### Travail demandé
Transformez en liste numérotée les lignes du matériel allant de celle qui contient « Each instance receives one keypoint. Mark the open » jusqu'à la dernière ligne du matériel, toutes deux incluses. Omettez les lignes vides.

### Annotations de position
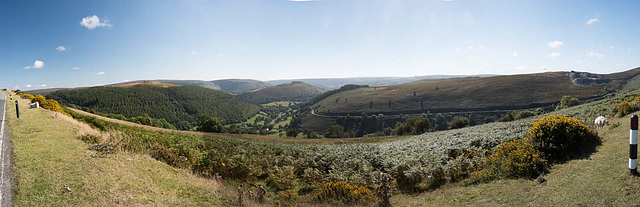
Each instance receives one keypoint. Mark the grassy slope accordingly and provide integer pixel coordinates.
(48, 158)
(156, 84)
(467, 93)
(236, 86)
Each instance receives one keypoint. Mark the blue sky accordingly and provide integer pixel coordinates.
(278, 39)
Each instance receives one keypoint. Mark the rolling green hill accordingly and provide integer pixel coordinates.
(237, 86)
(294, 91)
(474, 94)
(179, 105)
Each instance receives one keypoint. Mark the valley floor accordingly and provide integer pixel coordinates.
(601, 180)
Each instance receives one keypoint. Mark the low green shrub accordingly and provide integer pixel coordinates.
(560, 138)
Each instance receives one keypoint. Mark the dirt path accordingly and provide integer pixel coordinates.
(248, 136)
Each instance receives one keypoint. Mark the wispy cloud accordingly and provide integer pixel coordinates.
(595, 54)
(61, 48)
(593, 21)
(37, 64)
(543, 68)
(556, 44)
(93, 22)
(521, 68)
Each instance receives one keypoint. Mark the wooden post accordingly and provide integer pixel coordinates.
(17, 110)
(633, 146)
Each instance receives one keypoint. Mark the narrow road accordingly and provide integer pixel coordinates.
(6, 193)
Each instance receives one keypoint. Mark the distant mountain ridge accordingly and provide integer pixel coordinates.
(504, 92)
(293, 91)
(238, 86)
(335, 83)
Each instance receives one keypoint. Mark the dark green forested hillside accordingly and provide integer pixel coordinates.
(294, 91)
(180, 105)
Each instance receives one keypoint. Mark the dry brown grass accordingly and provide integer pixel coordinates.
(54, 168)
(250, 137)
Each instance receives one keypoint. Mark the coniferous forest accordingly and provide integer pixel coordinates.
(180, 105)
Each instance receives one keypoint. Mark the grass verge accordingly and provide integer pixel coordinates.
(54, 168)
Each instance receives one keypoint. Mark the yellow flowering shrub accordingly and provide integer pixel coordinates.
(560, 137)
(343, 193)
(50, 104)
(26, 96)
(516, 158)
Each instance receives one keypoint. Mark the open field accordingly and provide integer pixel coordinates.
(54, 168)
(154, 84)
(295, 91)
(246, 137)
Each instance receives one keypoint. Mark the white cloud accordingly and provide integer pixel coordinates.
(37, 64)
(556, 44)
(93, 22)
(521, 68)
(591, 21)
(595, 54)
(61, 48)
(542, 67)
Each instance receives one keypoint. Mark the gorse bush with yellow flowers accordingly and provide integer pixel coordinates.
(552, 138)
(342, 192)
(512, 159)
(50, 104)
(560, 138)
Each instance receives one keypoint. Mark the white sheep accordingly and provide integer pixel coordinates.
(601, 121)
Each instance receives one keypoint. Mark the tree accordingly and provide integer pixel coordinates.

### Tâche accomplie
1. Each instance receives one keypoint. Mark the open field accordingly and provide integer pixel coordinates.
2. (54, 168)
3. (154, 84)
4. (295, 91)
5. (246, 137)
6. Each instance receives one keypoint. Mark the white cloud accordingly and provide integer pixel coordinates.
7. (37, 64)
8. (556, 44)
9. (93, 22)
10. (521, 68)
11. (591, 21)
12. (595, 54)
13. (61, 48)
14. (542, 67)
15. Each instance receives one keypoint. Mark the gorse bush with yellow flowers accordingly and provide integer pixel coordinates.
16. (552, 138)
17. (342, 192)
18. (512, 159)
19. (50, 104)
20. (560, 138)
21. Each instance receives one keypoint. Mark the white sheep accordingly and provide integer pixel coordinates.
22. (601, 121)
23. Each instance receives one keypoint. Mark the tree accordingly and provide integer pixel coordinates.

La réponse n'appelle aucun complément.